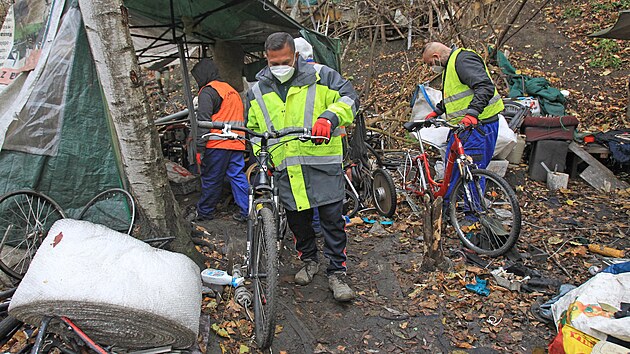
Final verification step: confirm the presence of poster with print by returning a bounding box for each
[0,0,52,87]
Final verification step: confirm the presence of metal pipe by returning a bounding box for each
[177,39,197,169]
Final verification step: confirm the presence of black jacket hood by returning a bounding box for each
[190,59,221,89]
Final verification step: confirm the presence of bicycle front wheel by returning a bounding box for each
[449,169,521,257]
[372,168,396,218]
[252,207,278,349]
[77,188,136,235]
[342,189,361,218]
[0,190,66,279]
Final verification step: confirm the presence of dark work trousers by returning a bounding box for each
[444,120,499,207]
[287,200,348,274]
[197,149,249,216]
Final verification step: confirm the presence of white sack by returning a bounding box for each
[551,273,630,341]
[9,219,201,349]
[412,114,516,159]
[411,85,442,122]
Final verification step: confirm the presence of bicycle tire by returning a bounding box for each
[0,316,23,345]
[449,169,521,257]
[371,168,397,218]
[252,207,278,350]
[77,188,136,235]
[342,189,361,218]
[365,143,384,171]
[0,190,66,280]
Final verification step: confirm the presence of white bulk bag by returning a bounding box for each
[9,219,201,349]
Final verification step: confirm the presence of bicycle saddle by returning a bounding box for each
[403,121,424,132]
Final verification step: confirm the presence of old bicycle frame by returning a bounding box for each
[403,119,521,256]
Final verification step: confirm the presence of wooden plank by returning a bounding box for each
[569,142,630,192]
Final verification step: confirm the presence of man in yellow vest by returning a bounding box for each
[422,42,503,202]
[245,32,359,301]
[191,59,249,222]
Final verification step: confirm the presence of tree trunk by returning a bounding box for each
[421,194,451,271]
[79,0,203,266]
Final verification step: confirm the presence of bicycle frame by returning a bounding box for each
[403,131,470,197]
[245,137,281,278]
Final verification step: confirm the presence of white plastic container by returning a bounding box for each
[201,268,245,288]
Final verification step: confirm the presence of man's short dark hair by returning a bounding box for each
[265,32,295,52]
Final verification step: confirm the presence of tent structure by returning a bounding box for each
[589,10,630,40]
[0,0,339,216]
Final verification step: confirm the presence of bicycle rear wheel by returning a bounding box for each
[77,188,136,235]
[372,168,396,218]
[252,207,278,349]
[449,169,521,257]
[0,190,66,279]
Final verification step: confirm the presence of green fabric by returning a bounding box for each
[300,28,341,73]
[497,47,566,116]
[0,20,122,217]
[124,0,340,71]
[443,48,503,124]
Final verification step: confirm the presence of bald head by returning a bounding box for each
[422,42,451,66]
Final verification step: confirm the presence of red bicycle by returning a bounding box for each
[402,119,521,257]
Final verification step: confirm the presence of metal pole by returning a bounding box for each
[177,38,197,167]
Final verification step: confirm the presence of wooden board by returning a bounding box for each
[569,142,630,192]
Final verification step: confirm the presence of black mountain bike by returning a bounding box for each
[199,122,326,349]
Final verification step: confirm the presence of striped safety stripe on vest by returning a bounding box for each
[443,48,503,120]
[197,80,245,150]
[251,64,348,158]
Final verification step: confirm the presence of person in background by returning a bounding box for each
[422,42,503,206]
[191,59,249,222]
[245,32,359,301]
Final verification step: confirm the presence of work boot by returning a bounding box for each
[295,259,319,285]
[328,272,354,301]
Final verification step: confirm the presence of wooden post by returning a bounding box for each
[79,0,203,266]
[421,194,451,271]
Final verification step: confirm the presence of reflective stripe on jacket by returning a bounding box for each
[246,58,358,210]
[199,81,245,150]
[442,48,503,124]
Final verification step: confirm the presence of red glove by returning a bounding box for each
[462,114,479,127]
[424,111,439,120]
[311,118,332,145]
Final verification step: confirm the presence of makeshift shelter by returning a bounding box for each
[0,0,339,216]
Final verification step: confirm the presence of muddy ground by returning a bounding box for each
[182,1,630,353]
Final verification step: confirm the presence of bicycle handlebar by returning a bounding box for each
[197,122,330,141]
[403,118,485,135]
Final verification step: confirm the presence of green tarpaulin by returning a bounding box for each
[497,51,566,116]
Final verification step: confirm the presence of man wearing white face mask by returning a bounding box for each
[245,32,359,301]
[422,42,503,205]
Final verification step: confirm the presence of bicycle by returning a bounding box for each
[199,122,326,349]
[402,119,521,257]
[344,114,397,218]
[343,153,397,218]
[0,188,135,280]
[0,234,175,354]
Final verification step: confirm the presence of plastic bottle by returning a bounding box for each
[232,267,252,307]
[201,268,245,288]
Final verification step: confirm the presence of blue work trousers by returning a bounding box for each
[197,149,249,217]
[287,200,348,275]
[444,120,499,206]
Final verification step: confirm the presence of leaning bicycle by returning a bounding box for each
[199,122,326,349]
[402,119,521,257]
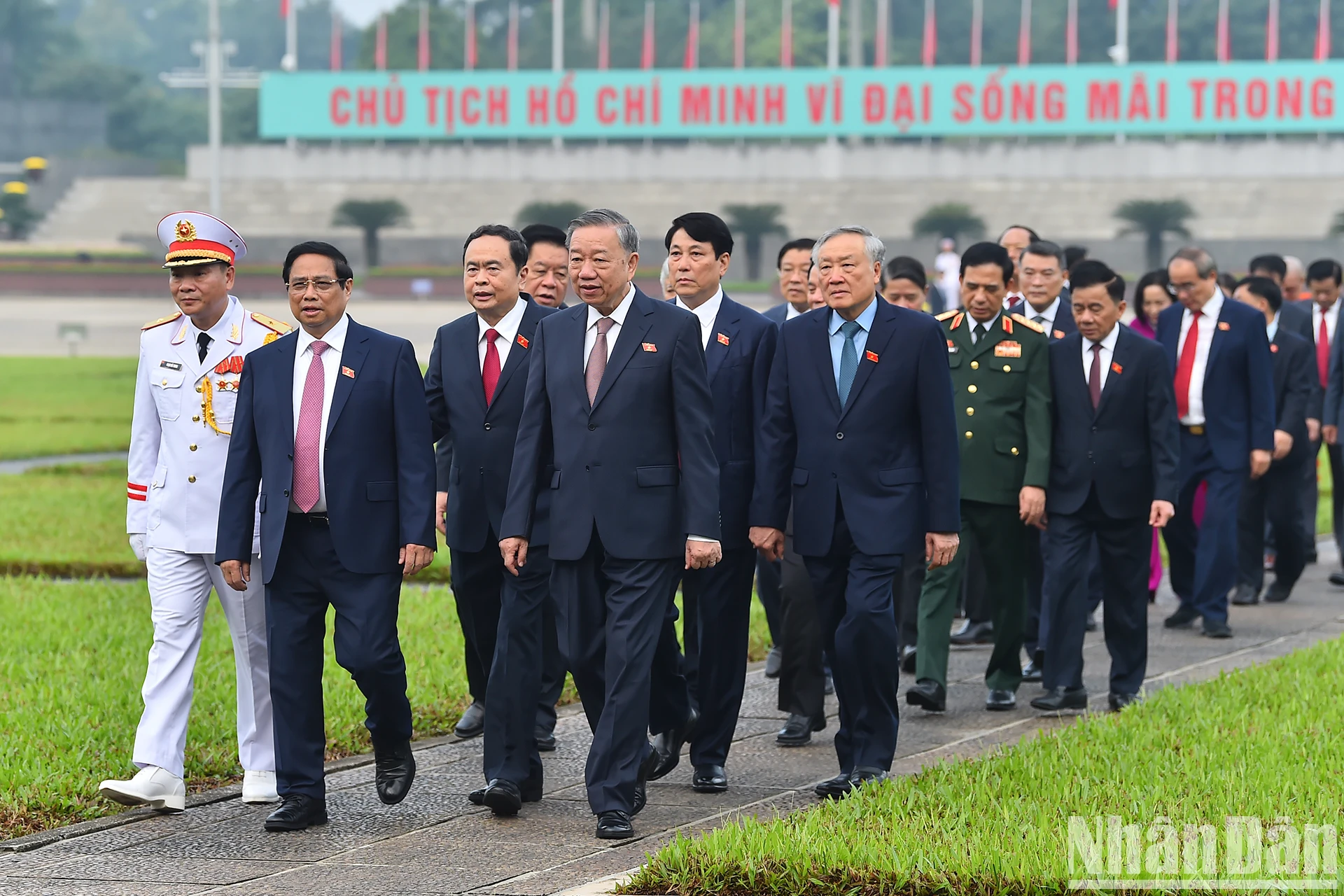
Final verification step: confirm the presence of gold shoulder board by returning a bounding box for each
[140,312,181,329]
[251,312,294,333]
[1011,314,1046,333]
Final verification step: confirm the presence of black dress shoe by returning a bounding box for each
[774,712,827,747]
[691,763,729,794]
[266,794,327,830]
[1031,688,1087,712]
[906,678,948,712]
[812,772,853,799]
[484,778,523,816]
[1233,583,1259,607]
[453,700,485,740]
[374,740,415,806]
[764,648,783,678]
[951,620,995,646]
[1163,603,1199,629]
[596,808,634,839]
[649,706,700,780]
[1265,579,1293,603]
[900,643,919,674]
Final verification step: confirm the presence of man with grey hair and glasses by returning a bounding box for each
[751,225,961,798]
[500,208,723,839]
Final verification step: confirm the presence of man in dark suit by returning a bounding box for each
[1233,276,1321,605]
[1031,260,1180,712]
[215,241,435,830]
[425,224,564,816]
[751,227,958,797]
[500,208,722,839]
[1157,247,1274,638]
[650,212,780,794]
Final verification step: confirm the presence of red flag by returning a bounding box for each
[1316,0,1331,62]
[1017,0,1031,66]
[1167,0,1180,62]
[1218,0,1233,62]
[462,0,476,71]
[415,3,428,71]
[329,6,342,71]
[682,0,700,69]
[640,0,657,69]
[374,15,387,71]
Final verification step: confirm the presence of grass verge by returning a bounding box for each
[620,639,1344,896]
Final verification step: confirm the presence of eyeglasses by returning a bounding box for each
[286,279,344,295]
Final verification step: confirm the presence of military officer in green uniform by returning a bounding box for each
[906,243,1050,710]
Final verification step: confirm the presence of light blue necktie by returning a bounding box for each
[840,321,863,407]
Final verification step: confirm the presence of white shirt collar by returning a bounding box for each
[476,295,527,344]
[295,314,349,355]
[587,284,634,329]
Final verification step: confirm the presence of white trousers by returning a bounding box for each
[132,548,276,778]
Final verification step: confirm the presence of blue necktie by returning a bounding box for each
[840,321,862,407]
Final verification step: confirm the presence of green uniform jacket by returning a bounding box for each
[938,312,1050,505]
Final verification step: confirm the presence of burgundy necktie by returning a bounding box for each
[481,326,500,407]
[1087,342,1100,411]
[583,317,615,407]
[293,340,327,513]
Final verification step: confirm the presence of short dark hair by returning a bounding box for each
[663,211,732,258]
[1068,259,1125,305]
[961,240,1014,286]
[1023,239,1072,268]
[519,224,568,251]
[462,224,527,270]
[882,255,929,289]
[1306,258,1344,286]
[1246,254,1287,281]
[774,237,817,270]
[1236,276,1284,313]
[279,239,355,284]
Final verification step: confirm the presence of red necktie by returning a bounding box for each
[1316,312,1331,387]
[1176,312,1203,418]
[481,326,500,407]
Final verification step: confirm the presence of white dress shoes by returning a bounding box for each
[98,766,187,811]
[244,771,279,804]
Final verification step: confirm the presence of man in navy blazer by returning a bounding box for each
[425,224,564,816]
[1031,260,1180,712]
[751,225,961,797]
[1157,247,1274,638]
[650,212,778,794]
[500,208,722,839]
[215,241,435,830]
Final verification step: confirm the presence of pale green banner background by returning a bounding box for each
[260,62,1344,140]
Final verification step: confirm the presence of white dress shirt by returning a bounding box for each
[583,284,634,371]
[676,286,725,348]
[476,298,527,373]
[289,314,349,513]
[1084,323,1119,390]
[1176,286,1223,426]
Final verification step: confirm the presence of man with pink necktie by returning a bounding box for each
[215,241,434,830]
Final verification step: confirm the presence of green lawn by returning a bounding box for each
[622,639,1344,896]
[0,357,136,459]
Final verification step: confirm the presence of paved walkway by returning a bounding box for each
[0,544,1344,896]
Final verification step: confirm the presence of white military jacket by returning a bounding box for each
[126,295,292,554]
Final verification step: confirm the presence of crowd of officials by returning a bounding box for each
[101,209,1344,838]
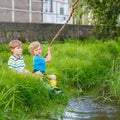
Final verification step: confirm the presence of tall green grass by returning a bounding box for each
[0,38,120,120]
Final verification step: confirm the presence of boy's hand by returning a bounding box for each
[48,46,52,51]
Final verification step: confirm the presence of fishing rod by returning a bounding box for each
[44,0,79,57]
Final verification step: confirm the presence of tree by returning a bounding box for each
[86,0,120,38]
[71,0,120,38]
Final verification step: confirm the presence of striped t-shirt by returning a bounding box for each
[8,55,25,72]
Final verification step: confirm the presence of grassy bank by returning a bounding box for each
[0,38,120,120]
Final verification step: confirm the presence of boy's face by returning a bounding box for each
[33,46,42,55]
[12,47,22,57]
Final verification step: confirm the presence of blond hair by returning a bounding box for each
[28,41,42,54]
[8,40,22,53]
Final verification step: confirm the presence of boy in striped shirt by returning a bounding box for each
[8,40,30,73]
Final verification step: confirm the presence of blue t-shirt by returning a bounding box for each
[33,56,46,72]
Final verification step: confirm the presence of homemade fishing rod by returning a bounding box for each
[45,0,79,57]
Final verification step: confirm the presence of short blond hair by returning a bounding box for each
[28,41,42,54]
[8,40,22,53]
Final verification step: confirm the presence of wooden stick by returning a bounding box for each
[49,0,79,46]
[44,0,79,57]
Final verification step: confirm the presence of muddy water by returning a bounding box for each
[58,96,120,120]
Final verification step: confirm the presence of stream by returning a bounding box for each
[57,96,120,120]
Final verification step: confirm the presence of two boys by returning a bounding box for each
[8,40,59,93]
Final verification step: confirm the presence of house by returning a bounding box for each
[0,0,72,24]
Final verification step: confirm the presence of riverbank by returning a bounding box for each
[0,38,120,120]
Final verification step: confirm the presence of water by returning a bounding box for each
[58,96,120,120]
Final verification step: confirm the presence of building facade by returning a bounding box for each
[0,0,72,24]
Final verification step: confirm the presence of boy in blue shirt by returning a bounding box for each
[28,41,57,89]
[8,40,30,74]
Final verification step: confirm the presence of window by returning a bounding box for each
[60,7,64,15]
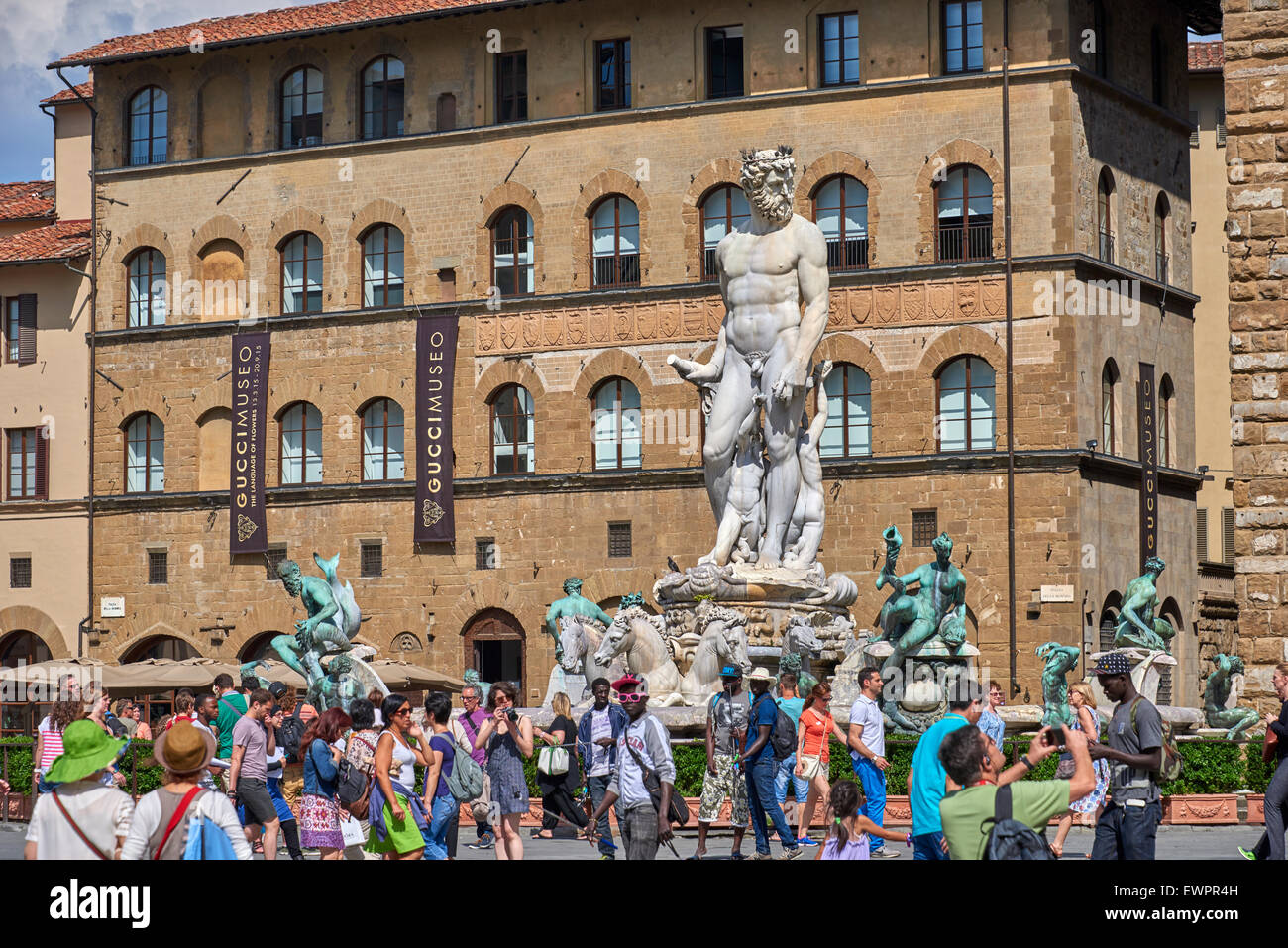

Yang Diminta> Tolong ketik ulang baris-baris dari daftar di atas tanpa perubahan, mulai dari baris yang memuat "Final verification step: confirm the presence of white bulk" dan berhenti setelah baris yang memuat "[403,121,424,132]".

Hasil Latihan>
Final verification step: confirm the presence of white bulk bag by returning a bounding box for each
[9,219,201,349]
Final verification step: confirm the presence of bicycle saddle by returning a bounding box for each
[403,121,424,132]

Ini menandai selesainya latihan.